* **EXERCISE DATA**:
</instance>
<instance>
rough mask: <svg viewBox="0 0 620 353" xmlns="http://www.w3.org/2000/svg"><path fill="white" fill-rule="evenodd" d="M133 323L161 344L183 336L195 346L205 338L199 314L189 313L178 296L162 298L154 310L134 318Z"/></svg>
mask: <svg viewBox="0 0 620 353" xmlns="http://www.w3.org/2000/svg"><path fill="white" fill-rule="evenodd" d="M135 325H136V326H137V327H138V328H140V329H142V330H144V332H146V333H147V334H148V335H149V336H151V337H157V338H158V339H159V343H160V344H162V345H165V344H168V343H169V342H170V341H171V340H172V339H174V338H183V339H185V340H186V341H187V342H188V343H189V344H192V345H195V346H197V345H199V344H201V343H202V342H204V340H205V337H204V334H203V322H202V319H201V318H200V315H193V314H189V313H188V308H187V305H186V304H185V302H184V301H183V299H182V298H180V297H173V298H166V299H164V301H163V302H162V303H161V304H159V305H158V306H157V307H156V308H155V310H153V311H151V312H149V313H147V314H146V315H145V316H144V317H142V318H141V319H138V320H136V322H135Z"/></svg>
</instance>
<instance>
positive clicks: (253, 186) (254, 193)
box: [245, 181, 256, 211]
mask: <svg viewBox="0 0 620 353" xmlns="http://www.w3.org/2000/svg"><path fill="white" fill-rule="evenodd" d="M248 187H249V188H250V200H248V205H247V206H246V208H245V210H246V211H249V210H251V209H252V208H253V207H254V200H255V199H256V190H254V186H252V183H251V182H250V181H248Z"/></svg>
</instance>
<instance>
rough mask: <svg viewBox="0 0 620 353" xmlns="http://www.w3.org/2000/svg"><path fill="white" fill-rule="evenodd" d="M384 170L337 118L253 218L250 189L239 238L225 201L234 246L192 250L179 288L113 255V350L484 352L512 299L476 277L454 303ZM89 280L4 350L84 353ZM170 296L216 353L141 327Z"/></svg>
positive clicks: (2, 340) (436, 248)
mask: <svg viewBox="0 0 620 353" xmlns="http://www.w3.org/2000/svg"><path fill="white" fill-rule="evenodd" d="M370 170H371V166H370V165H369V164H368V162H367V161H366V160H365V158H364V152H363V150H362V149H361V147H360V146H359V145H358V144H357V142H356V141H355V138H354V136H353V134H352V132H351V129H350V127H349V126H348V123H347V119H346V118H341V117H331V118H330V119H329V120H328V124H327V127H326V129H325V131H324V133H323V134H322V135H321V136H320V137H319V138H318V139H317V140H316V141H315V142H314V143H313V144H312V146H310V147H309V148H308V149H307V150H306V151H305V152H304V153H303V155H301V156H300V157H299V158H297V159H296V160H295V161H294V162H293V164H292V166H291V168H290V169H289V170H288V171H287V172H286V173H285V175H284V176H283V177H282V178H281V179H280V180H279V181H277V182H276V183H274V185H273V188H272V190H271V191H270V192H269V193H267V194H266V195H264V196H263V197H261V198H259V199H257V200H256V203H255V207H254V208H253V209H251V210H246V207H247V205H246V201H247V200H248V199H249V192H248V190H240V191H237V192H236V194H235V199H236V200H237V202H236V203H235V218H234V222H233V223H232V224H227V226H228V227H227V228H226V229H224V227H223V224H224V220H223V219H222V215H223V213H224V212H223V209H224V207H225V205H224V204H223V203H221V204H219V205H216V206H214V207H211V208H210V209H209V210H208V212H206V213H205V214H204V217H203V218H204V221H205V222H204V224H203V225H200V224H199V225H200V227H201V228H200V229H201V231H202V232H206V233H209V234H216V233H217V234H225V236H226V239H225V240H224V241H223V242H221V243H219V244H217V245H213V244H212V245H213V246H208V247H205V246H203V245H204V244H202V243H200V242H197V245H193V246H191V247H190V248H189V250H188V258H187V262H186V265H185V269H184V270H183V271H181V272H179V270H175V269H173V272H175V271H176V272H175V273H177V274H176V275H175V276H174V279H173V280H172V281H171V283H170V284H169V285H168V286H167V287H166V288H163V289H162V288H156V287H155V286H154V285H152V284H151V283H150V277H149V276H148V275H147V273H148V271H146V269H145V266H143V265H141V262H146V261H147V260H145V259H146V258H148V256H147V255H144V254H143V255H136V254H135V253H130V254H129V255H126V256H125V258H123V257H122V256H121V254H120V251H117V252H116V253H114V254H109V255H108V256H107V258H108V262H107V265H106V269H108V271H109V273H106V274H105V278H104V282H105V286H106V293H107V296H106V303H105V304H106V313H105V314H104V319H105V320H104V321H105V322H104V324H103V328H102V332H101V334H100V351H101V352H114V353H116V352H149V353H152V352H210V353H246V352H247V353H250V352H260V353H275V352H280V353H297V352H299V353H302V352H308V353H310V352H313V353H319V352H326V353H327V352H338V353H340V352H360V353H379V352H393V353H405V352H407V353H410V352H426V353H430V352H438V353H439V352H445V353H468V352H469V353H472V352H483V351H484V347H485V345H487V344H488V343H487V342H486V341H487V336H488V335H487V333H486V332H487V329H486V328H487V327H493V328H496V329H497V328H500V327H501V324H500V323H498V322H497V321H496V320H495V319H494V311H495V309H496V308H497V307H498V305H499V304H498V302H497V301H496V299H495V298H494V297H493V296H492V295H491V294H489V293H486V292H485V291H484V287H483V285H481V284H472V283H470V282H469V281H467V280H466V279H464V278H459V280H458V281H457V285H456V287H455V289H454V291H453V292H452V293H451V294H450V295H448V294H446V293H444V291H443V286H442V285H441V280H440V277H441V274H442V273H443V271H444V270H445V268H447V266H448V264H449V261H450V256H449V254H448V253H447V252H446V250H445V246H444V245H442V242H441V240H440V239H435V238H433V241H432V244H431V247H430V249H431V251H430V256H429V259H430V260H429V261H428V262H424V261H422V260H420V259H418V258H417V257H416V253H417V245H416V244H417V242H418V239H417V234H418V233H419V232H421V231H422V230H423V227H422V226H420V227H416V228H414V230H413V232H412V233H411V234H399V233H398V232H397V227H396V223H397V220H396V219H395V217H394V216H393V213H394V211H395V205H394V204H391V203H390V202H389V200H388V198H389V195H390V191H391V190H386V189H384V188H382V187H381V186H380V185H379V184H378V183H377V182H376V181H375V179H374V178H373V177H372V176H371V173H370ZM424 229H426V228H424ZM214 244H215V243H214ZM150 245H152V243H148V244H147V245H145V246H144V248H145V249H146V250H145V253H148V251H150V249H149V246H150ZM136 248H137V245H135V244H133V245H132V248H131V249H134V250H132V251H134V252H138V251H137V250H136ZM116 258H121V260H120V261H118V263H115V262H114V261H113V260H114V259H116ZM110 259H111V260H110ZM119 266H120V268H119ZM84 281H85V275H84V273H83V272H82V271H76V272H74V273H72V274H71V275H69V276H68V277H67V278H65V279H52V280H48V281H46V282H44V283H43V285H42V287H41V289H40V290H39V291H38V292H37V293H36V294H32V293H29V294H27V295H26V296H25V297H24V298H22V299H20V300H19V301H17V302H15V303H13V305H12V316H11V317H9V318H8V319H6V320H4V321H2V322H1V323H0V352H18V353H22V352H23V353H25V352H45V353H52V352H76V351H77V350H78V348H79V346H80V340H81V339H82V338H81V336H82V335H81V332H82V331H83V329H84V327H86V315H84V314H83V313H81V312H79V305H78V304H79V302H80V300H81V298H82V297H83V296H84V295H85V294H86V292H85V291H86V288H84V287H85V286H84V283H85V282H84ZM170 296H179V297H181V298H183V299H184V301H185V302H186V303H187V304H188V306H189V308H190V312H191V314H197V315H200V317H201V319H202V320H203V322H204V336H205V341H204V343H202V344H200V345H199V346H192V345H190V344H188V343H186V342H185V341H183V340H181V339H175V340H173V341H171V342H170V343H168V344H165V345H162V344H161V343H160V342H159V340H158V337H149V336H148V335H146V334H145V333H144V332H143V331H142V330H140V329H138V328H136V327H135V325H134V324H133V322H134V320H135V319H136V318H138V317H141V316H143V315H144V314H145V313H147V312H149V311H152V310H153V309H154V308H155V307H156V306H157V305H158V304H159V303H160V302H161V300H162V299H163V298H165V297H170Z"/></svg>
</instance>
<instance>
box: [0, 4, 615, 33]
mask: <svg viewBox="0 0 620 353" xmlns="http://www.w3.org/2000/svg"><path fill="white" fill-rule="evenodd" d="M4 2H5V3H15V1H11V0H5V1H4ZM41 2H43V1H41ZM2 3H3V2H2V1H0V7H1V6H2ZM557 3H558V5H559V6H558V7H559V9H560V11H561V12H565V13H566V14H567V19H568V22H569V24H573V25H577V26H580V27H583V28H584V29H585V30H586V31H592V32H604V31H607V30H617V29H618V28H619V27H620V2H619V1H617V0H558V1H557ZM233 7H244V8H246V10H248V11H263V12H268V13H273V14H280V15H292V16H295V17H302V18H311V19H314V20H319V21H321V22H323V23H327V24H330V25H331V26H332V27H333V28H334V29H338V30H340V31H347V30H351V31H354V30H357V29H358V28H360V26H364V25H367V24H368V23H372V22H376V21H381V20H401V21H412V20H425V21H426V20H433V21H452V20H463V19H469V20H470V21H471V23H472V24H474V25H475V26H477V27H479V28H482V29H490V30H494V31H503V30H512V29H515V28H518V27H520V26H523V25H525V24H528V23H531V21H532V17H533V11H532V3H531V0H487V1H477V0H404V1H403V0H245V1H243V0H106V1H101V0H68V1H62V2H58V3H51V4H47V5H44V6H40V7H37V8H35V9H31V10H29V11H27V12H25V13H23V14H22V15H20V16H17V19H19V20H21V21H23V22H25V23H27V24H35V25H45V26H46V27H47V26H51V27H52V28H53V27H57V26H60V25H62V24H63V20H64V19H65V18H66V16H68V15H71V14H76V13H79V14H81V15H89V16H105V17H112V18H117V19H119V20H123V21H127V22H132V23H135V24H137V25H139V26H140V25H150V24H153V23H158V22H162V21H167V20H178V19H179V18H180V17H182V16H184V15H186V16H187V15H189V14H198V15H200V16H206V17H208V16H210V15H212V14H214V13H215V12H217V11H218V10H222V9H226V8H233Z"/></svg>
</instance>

* **TO DO**: Quote the listing word for word from its first line through the line in which "170L337 118L253 218L250" appears.

* **EXPECTED ANSWER**:
</instance>
<instance>
rough mask: <svg viewBox="0 0 620 353" xmlns="http://www.w3.org/2000/svg"><path fill="white" fill-rule="evenodd" d="M133 323L161 344L183 336L195 346L205 338L199 314L189 313L178 296L162 298L154 310L134 318Z"/></svg>
mask: <svg viewBox="0 0 620 353" xmlns="http://www.w3.org/2000/svg"><path fill="white" fill-rule="evenodd" d="M135 325H136V326H137V327H138V328H140V329H142V330H144V332H146V333H147V334H148V335H149V336H151V337H157V338H158V339H159V343H160V344H162V345H165V344H168V343H169V342H170V341H171V340H172V339H174V338H183V339H185V340H186V341H187V342H188V343H189V344H192V345H195V346H197V345H199V344H201V343H202V342H204V340H205V337H204V334H203V322H202V319H201V318H200V315H193V314H189V313H188V308H187V305H186V304H185V302H184V301H183V299H182V298H180V297H173V298H166V299H164V301H163V302H162V303H161V304H159V305H158V306H157V307H156V308H155V310H153V311H151V312H149V313H147V314H146V315H145V316H144V317H142V318H141V319H138V320H136V322H135Z"/></svg>
</instance>
<instance>
positive clicks: (253, 186) (254, 193)
box: [245, 181, 256, 211]
mask: <svg viewBox="0 0 620 353" xmlns="http://www.w3.org/2000/svg"><path fill="white" fill-rule="evenodd" d="M248 187H249V188H250V200H248V205H247V206H246V208H245V210H246V211H249V210H251V209H252V208H253V207H254V200H255V199H256V190H254V186H252V183H251V182H250V181H248Z"/></svg>
</instance>
<instance>
rough mask: <svg viewBox="0 0 620 353" xmlns="http://www.w3.org/2000/svg"><path fill="white" fill-rule="evenodd" d="M384 170L337 118L253 218L250 189L239 238L225 201L234 246L192 250L179 288L113 255V350L484 352L512 299L476 277L454 303ZM89 280L4 350L84 353ZM170 296L216 353L141 327Z"/></svg>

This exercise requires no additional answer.